### Extracted data
::::

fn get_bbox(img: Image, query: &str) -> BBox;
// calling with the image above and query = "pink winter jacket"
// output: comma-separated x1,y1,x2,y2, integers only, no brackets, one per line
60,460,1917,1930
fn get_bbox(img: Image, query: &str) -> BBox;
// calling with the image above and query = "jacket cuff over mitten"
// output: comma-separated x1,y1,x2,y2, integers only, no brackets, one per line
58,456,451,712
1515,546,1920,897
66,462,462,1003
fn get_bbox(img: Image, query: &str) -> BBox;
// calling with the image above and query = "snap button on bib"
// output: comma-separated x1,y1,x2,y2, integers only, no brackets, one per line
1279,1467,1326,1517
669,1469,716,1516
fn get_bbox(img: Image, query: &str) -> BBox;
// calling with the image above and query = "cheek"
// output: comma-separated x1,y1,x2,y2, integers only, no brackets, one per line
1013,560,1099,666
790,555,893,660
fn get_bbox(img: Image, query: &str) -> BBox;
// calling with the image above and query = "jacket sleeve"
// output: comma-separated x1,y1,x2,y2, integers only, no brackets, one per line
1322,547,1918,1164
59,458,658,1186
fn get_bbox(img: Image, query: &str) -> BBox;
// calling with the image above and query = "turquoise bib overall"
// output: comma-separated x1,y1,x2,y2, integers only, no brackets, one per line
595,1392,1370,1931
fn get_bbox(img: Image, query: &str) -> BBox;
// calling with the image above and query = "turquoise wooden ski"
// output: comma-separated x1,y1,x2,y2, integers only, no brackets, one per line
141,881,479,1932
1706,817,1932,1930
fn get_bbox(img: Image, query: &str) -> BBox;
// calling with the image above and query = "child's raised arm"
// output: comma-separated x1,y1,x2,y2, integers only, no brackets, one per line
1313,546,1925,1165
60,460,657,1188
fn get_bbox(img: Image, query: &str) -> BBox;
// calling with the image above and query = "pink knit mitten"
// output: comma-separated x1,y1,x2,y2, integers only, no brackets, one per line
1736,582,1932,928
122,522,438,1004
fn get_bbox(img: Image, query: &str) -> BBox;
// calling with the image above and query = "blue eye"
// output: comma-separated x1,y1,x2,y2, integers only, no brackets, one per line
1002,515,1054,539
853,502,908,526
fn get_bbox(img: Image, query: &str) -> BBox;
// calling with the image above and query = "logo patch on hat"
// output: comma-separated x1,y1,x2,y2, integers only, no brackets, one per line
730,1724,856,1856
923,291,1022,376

::::

Scan the material above for the string "turquoise" and copy every line that has it.

// calling with the image above and query = "turquoise bib overall"
// calling with the image above and query = "turquoise wooden ski"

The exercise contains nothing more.